Reproduce the passage on private capital flows to developing countries word for word, in full.

--- Begin TEXT EXTRACT ---

Since 1989, private capital flows to a select group of developing countries have increased sharply, but developments in 1994 have caused concern about the sustainability of those flows. Several highly indebted developing countries that are implementing reform are concerned that a generalized reversal - similar to episodes of capital flight in the early 1980s - might disrupt their economies and threaten economic reform. Because the surge in private capital flows coincided with a period of low international interest rates and intensive policy reform in developing countries, debate has been active about whether the surge is driven mainly by domestic (pull) or external (push) factors. Under the pull hypothesis, successful domestic policies are the key to ensuring sustainable capital inflows; under the push hypothesis, an increase in international interest rates would cause a reversal of those flows (back to the industrial world). Using a partial adjustment model in which both domestic and external variables are defined, the authors explain why private capital flows to some developing countries but not to others (using panel data for 1986-93 for 22 countries). They argue that a generalized reversal is unlikely in countries that maintain a fundamentally sound macroeconomic environment. In fact, their empirical results show that domestic factors such as domestic savings and investment ratios significantly affected the recent surge in capital inflows. Further, they suggest that countries that have not received significant foreign capital - including countries in sub-Saharan Africa - could begin to if they implemented structural reforms that allow them to export, save, and invest at higher rates. Reducing their foreign debt (which might call for a continuation of recent debt reduction operations) could also help attract foreign private investors.

--- End TEXT EXTRACT ---
--- Begin RECORD LIST ---

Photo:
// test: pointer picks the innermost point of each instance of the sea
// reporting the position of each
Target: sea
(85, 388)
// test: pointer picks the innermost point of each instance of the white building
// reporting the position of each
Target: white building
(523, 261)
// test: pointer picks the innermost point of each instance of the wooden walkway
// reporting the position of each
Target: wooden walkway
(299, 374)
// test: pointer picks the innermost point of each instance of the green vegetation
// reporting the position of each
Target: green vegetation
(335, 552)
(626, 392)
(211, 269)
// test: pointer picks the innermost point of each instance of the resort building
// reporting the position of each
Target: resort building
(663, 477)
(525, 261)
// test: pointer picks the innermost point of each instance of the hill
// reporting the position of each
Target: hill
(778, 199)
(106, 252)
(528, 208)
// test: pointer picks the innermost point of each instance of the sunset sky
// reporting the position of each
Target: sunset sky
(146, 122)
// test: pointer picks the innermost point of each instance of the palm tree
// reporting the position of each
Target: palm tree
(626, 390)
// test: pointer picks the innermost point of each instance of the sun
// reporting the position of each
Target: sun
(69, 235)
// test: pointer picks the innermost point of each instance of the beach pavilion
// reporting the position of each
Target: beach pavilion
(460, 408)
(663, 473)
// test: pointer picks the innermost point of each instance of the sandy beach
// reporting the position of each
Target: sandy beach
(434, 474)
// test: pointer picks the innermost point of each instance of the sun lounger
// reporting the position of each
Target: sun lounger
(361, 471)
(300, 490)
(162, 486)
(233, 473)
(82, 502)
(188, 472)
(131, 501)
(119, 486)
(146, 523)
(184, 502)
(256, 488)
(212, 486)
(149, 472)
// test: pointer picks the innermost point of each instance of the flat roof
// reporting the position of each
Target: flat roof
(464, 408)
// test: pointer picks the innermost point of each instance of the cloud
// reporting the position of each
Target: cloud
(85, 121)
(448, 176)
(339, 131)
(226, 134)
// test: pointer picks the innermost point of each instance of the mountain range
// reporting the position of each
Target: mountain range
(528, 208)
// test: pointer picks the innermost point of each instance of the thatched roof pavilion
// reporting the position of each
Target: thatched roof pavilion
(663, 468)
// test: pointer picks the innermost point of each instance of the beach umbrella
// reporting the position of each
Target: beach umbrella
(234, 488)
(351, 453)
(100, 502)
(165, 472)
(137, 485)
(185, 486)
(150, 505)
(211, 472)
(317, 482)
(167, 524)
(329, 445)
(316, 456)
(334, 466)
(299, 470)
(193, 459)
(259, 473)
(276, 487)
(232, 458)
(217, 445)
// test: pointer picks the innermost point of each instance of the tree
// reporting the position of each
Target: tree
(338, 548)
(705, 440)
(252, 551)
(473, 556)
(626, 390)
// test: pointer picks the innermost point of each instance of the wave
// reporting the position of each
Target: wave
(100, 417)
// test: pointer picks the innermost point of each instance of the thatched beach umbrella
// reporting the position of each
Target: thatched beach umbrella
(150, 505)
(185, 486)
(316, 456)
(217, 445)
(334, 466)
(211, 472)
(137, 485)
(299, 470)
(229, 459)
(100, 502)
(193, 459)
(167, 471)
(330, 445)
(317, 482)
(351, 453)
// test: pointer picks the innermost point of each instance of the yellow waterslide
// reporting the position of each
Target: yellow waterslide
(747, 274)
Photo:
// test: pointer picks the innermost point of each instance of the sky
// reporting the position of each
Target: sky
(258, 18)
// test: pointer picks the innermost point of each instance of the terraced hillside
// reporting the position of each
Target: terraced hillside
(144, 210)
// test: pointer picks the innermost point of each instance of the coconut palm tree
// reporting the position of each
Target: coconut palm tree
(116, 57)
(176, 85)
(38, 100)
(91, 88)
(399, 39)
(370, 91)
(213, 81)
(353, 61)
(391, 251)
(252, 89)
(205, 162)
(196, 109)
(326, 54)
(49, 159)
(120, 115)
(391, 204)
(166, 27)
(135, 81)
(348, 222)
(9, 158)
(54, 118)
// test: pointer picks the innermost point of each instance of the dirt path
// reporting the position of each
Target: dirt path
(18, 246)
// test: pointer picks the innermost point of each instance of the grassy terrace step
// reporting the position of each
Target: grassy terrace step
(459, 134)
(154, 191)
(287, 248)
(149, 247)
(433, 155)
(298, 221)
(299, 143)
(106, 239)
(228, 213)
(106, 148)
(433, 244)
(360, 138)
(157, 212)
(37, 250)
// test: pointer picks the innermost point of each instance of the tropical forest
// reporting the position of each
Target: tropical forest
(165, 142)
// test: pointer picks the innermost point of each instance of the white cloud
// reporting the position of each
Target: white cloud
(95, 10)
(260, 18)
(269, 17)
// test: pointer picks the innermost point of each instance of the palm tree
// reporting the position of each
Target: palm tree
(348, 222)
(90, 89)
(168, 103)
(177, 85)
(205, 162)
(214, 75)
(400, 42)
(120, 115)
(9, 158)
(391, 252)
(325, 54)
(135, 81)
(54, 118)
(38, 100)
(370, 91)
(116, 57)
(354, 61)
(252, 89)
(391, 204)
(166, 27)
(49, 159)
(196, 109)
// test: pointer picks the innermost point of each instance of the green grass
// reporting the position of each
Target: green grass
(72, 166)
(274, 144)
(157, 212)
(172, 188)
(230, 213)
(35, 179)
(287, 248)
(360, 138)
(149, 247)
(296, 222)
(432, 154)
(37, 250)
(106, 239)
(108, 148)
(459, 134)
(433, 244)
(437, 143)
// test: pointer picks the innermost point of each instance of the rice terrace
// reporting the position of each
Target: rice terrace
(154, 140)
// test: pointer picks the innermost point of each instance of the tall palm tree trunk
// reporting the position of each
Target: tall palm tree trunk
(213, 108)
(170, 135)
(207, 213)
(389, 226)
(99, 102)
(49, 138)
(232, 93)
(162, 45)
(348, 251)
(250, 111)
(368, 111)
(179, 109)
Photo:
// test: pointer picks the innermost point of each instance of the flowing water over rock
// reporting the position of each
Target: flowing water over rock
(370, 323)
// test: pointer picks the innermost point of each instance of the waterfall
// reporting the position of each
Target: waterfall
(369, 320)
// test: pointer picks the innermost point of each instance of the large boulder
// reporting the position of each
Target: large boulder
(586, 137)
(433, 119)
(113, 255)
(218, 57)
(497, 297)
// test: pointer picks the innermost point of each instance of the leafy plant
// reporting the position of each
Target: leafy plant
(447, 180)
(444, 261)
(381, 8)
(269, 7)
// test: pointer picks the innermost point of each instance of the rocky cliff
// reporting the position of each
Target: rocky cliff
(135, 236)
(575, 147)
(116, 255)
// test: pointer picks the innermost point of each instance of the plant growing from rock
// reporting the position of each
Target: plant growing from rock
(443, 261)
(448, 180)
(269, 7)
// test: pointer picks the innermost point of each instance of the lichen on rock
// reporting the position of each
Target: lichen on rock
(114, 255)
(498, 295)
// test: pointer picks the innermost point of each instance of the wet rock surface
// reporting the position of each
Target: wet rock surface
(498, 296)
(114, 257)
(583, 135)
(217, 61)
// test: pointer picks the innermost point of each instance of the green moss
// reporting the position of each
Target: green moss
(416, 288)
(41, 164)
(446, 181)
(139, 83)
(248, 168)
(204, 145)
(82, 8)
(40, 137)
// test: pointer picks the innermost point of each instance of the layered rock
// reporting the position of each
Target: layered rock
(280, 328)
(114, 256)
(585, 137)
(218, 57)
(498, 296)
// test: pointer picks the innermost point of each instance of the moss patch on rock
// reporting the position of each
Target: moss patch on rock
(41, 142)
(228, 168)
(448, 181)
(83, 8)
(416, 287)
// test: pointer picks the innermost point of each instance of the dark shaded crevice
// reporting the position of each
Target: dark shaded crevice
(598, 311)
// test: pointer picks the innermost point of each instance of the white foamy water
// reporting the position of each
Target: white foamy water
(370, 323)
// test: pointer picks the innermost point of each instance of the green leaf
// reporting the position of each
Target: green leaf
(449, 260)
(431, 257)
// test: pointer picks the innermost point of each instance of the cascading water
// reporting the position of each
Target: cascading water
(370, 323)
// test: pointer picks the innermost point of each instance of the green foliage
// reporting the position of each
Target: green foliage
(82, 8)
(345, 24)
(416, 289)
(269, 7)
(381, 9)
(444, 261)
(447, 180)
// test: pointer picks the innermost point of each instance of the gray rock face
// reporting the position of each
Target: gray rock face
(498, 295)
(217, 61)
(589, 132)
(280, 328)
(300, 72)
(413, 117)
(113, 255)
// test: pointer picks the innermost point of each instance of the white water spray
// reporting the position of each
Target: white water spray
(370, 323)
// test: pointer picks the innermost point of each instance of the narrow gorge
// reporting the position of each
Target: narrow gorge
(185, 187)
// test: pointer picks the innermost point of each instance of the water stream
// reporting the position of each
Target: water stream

--- End RECORD LIST ---

_ANSWER TO THIS EXERCISE_.
Since 1989, private capital flows to a select group of developing countries have increased sharply, but developments in 1994 have caused concern about the sustainability of those flows. Several highly indebted developing countries that are implementing reform are concerned that a generalized reversal - similar to episodes of capital flight in the early 1980s - might disrupt their economies and threaten economic reform. Because the surge in private capital flows coincided with a period of low international interest rates and intensive policy reform in developing countries, debate has been active about whether the surge is driven mainly by domestic (pull) or external (push) factors. Under the pull hypothesis, successful domestic policies are the key to ensuring sustainable capital inflows; under the push hypothesis, an increase in international interest rates would cause a reversal of those flows (back to the industrial world). Using a partial adjustment model in which both domestic and external variables are defined, the authors explain why private capital flows to some developing countries but not to others (using panel data for 1986-93 for 22 countries). They argue that a generalized reversal is unlikely in countries that maintain a fundamentally sound macroeconomic environment. In fact, their empirical results show that domestic factors such as domestic savings and investment ratios significantly affected the recent surge in capital inflows. Further, they suggest that countries that have not received significant foreign capital - including countries in sub-Saharan Africa - could begin to if they implemented structural reforms that allow them to export, save, and invest at higher rates. Reducing their foreign debt (which might call for a continuation of recent debt reduction operations) could also help attract foreign private investors.